→ Exercise goal
Copy out the lines from the one containing "For each <instance>" through the one containing "positive clicks: (625, 388) (611, 381)", both included, and change nothing in them.

=-=-=

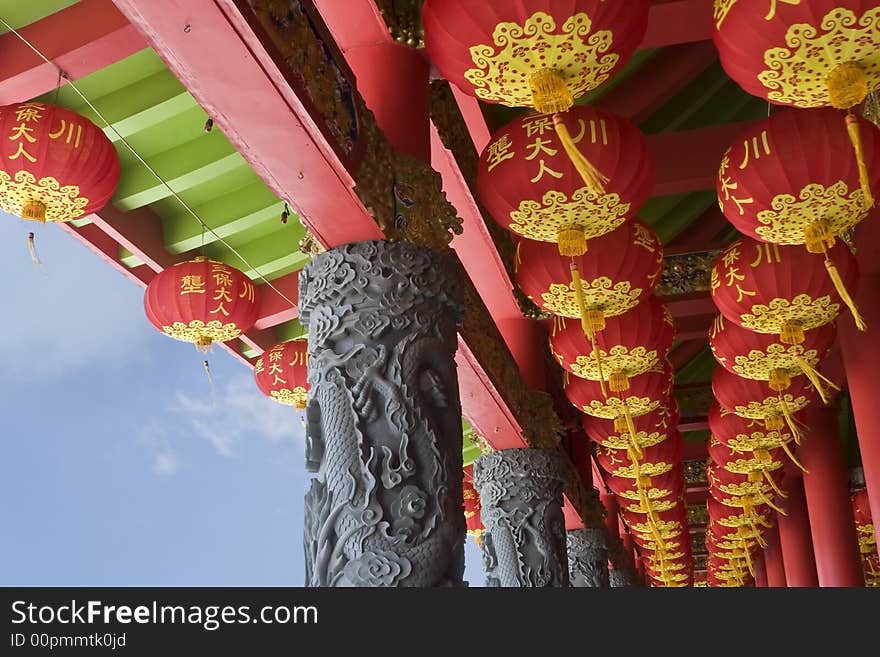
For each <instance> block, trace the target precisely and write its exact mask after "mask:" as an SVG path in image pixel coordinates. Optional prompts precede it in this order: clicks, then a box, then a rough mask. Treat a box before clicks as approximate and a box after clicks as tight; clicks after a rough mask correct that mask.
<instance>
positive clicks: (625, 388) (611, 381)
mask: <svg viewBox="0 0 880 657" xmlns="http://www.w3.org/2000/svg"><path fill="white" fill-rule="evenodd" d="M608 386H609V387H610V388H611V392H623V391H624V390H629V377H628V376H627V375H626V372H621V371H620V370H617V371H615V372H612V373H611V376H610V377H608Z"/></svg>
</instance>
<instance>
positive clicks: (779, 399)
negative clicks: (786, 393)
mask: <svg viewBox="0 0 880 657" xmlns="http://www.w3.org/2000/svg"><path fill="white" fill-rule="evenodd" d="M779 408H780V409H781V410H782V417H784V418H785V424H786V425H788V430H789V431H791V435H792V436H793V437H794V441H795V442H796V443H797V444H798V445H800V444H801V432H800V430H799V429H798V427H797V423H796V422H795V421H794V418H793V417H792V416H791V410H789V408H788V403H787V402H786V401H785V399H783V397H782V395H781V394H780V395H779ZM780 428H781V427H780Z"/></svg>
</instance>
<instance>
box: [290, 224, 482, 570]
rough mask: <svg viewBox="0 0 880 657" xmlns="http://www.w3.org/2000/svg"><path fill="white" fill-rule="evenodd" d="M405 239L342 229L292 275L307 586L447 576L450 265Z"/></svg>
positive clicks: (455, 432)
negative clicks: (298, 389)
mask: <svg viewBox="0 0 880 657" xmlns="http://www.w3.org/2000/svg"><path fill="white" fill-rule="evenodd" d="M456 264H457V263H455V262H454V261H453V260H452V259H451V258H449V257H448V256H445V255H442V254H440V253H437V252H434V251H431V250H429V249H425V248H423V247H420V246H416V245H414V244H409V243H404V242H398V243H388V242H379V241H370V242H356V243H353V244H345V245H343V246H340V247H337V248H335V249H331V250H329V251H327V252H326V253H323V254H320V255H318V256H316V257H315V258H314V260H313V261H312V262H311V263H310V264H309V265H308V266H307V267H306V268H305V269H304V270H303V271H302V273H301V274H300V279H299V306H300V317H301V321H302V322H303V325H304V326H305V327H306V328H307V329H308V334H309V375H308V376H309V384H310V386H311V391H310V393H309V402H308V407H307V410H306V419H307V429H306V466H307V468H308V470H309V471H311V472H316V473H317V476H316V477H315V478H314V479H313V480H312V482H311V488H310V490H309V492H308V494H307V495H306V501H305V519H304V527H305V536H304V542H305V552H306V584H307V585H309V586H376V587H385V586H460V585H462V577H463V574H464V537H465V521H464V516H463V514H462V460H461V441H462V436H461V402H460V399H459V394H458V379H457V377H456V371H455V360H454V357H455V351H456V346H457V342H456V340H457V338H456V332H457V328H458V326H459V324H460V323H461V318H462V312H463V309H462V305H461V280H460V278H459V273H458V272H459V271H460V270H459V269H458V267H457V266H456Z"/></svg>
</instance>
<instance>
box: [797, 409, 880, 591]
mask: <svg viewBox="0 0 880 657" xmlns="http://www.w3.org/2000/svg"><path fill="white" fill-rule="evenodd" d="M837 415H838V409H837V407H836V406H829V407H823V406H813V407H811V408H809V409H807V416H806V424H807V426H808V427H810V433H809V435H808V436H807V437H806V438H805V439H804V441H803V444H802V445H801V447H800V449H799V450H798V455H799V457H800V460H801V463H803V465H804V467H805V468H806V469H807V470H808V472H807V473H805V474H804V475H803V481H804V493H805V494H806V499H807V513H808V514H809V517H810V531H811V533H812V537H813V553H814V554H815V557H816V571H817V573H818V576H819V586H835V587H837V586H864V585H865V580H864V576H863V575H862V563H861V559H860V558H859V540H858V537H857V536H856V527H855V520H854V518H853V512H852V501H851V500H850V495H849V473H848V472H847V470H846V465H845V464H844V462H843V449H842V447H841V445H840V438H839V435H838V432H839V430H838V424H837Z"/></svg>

=-=-=

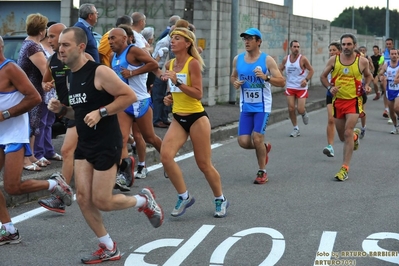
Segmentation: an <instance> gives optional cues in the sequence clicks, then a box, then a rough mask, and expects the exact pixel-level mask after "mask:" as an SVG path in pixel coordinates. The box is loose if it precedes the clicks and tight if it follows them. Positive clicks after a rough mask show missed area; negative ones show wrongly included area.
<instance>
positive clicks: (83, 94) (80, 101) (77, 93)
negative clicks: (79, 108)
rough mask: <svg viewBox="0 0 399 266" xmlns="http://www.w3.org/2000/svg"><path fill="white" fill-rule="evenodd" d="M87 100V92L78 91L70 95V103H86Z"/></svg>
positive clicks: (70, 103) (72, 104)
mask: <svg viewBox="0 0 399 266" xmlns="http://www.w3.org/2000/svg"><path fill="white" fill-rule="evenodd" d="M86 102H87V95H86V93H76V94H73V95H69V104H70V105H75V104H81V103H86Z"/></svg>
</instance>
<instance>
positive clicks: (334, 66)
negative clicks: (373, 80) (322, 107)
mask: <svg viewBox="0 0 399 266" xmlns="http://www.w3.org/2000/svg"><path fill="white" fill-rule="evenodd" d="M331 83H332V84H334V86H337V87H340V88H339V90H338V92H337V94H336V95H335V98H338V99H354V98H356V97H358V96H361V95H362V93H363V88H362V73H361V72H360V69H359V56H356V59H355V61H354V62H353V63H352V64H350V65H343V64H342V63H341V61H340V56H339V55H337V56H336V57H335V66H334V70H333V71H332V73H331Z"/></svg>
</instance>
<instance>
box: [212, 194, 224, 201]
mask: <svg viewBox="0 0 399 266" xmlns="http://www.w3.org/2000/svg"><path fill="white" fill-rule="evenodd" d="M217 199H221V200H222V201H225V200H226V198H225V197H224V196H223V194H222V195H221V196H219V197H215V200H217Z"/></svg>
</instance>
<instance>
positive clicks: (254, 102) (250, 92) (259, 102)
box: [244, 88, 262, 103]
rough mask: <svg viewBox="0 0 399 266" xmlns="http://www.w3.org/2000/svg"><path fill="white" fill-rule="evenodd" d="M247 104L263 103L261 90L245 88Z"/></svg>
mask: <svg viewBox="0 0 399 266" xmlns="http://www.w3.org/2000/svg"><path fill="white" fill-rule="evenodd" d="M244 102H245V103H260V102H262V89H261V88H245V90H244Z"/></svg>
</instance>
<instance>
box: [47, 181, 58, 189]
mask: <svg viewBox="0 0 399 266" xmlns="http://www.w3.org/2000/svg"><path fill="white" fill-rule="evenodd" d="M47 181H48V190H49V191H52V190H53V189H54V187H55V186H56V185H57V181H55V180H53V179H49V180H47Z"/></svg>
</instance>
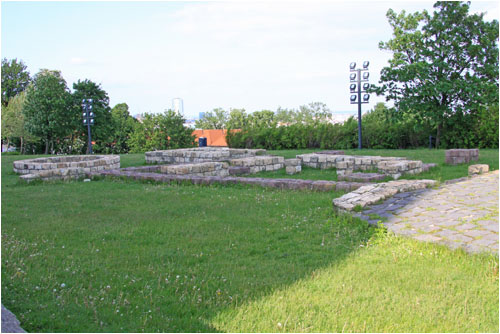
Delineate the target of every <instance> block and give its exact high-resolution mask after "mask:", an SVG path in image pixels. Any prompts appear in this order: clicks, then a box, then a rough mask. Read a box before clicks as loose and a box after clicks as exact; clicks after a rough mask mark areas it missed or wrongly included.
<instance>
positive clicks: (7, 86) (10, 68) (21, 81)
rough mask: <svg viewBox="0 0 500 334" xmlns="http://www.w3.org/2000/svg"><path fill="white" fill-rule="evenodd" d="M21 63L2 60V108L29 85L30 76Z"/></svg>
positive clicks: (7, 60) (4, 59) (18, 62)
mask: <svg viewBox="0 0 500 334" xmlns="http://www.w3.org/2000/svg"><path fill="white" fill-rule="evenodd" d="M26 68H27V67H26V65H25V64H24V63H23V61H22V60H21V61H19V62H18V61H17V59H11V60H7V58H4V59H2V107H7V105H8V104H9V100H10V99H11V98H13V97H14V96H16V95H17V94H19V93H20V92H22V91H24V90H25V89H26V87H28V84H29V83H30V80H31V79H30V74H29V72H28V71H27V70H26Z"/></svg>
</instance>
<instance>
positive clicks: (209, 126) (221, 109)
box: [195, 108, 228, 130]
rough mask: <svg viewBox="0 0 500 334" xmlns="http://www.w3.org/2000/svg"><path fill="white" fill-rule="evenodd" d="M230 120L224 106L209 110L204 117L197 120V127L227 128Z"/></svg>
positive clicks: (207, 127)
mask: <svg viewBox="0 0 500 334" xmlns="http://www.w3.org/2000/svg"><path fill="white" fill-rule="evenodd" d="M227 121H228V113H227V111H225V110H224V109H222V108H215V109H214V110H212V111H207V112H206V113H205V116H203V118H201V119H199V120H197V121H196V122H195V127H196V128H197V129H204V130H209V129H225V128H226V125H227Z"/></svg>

=-=-=

→ Output
For each <instance> block, trace the target precisely and write its exact mask after "mask:" as an SVG path in image pixel coordinates. Optional prompts precede it in this order: clicks, then a box, then a rough mask. Treat a box before clicks as approximate and a box after clicks as tight; clicks after a rough mask correct that mask.
<instance>
positive clicks: (625, 388) (611, 381)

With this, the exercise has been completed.